## STATED TASK 1
In the interview below, shorten the answer that begins "It is for the most parts a balancing act," keeping its main facts.
## STATED TASK 2
Carry on the interview with the poet and entomologist, starting right after its last sentence.

## EXCERPT TO READ
—————

You are an entomologist by profession. How did that lead into writing poetry?

A: I worked as an entomologist for the Federal government’s Department of Plant Protection till my retirement in 2005. An entomologist’s domain is the insect. We study the thousands of kinds of insects there are and their extraordinary ability to survive against all odds. Scientifically we also come to terms with the fact that insects are the real inheritors of the planet, since they will long outlive mankind. This subject of man’s own mortality, his “guest appearance” in the grand scheme of the universe and the fear that is intertwined with it is a connecting link between entomology and poetry. Not to mention the ample mention of flowers and butterflies – which are again an insect form – in our poetic verses. During my years in entomology, I remember most of my senior teachers and researchers being as absent-minded and preoccupied as you would expect a poet or philosopher to be. It is a difficult and interesting subject, not unlike poetry.


Most writers in our part of the world, willingly or unwillingly, need to have a way, other than writing to sustain themselves. It is next to impossible to make a living from writing. How can one strike a balance between the two?

It is for the most parts a balancing act. A writer’s side-jobs might seem like a hindrance to his creative process at times, but the truth is that even creativity requires sustenance. It cannot thrive on an empty stomach. It is our misfortune that books, especially those on poetry, do not find a good market. A writer’s life can be very difficult if he does not have an alternative source of income to fall back on.

All artists have a deep appreciation of their great predecessors. As a poet, have you ever had second thoughts about writing poetry, about never being able to measure up to poets like Ghalib and Mir?

Not really. As a poet you can either aim for appreciation from a wide audience or a certain select set of readers whom you love and wish to be read by. My poetry has not reached a wide group of readers. Maybe it will one day but even if it doesn’t, I do not have any regrets since I think I was able to get appreciation from the circle of readers I wanted.

[quote]I think I started off on the wrong foot. I started with Ghalib and Iqbal[/quote]

How did you develop an interest in poetry? Who did you read in your early days as a poet?

I have been interested in poetry since my school days. I used to read poetry and memorize the verses I liked. But I think I started off on the wrong foot. I started with Ghalib and Iqbal and they awed me! Obviously after them I could not read any poet with quite the same reverence. I did not dare think of myself as a poet even after I started writing poetry. I began writing ‘Nasri nazm’ (prose poems) at a time when hardly anyone took the genre seriously. Very few people were writing in that style in those days and no magazine was ready to publish them.

How would you advise the youth of today to read Urdu poetry? Which poets should they start with?

Like me, they will obviously not be able to escape the influence of the greats like Ghalib and Iqbal. They would naturally start with them and read them alongside other poets like Muneer Niazi, Majeed Amjad and Faiz sahib. So I don’t think you can set a definite syllabus for them to read through. Perhaps the best way to do it, if you love poetry, is to just start reading it.


You have written a lot of prose poetry. Tell us something about the genre.

You can think of it like the poems that are translated into Urdu and other languages. When poets like Mahmud Dervesh and Khalil Jibran are translated, the final translation is not in the form of a poem itself. Grammatically it is prose that has managed to retain its poetic characteristics even after translation. It is different from ghazal which is more lyrical and which has its own linguistic boundaries. Compared to ghazal, the genre of prose poetry is much more difficult and does not have as many props to hold on to.

—————

## EXCERPTED RECORDS
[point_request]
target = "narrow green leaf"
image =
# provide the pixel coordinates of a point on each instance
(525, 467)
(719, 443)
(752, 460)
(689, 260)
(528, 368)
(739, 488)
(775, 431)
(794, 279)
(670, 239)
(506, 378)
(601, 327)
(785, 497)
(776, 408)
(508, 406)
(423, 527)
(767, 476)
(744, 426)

—————

## EXPECTED ANSWER 1
Writing and earning a living must be balanced. Side jobs can seem to hinder creativity, but creativity needs sustenance and can't thrive on an empty stomach. Books, poetry especially, sell poorly, so without another income a writer's life can be very hard.

## EXPECTED ANSWER 2
You have mentioned Pakistan and Karachi’s state of affairs in your poems. Do you feel that the artist has a social responsibility beyond writing?

I do not think a writer is socially bound to support or defame political or philosophical agendas through his writing. All he should be expected to do is stimulate his reader to think. If he can transcend through his poetry and awaken his reader to the pain of his fellow humans without being sermonic about it, that is his success as a writer.

What are your thoughts on translating poetry from one language to another, especially languages which do not share common cultural references and metaphor? Do you have an intended audience in mind while writing?

Speaking for my poetry, I keep the language simple and the syntax as straightforward as possible. Therefore, in as far as linguistics is concerned; my poems would probably not be very difficult to translate. A good translation usually depends on coming up with the best replacement for a given word in the language you are translating in. I don’t write for a particular audience. With some poems, while I was writing them, I actually did not think my friends or readers would be able to understand or appreciate them in quite the way I wanted them to be.

At what age did you write your first poem? Have you had any formal education in poetry

I have not. I studied poetry as part of my school and college curriculum, and after that on my own I formally designated myself as a poet from 1978 onwards. As is common with budding poets, I styled my earlier poems after the masters, like Faiz sahib and Mir. These were just for the sake of exercise and I did not have them published.

When did you feel, during your poetic career, that you had started to develop your own independent poetic style?

The feeling came after I wrote my poem, “Mitti Ki Kaan”. It was after that poem that I unequivocally decided that I should continue writing poetry.

[quote]Many people are born with a poetic sense, but it can certainly be cultivated[/quote]

What advice would you give to aspiring young poets? Do you think a poetic sense is something you are born with or can it be cultivated?

Many people are born with a poetic sense, but it can certainly be cultivated. I would advise aspiring writers to read. I would also advise them to use their words with discretion, since words are a writer’s greatest wealth. A price must be paid for every carelessly used word. The perfect poem is one that does not have a single unnecessary word in it. I have noticed a trend among some new published poets where they write a line and then use another two lines elaborating upon the previous one. This shows a lack of confidence in the strength of their words.

[quote]"Man's is a guest appearance in the universe"[/quote]

Do you think the nature of an artist’s creative output changes with age?

A: I think it does. The base might remain the same, but the overlying shades certainly change with time. Your creative output feeds off your internal as well as external state of affairs. What you feel and write about during your youth might not be deemed appropriate as you grow older. Maybe you could get away with that in ghazal, but certainly not in nazm. I feel my own poetry has grown more complex with regards to thoughts and ideas.

Who are some of your favorite poets?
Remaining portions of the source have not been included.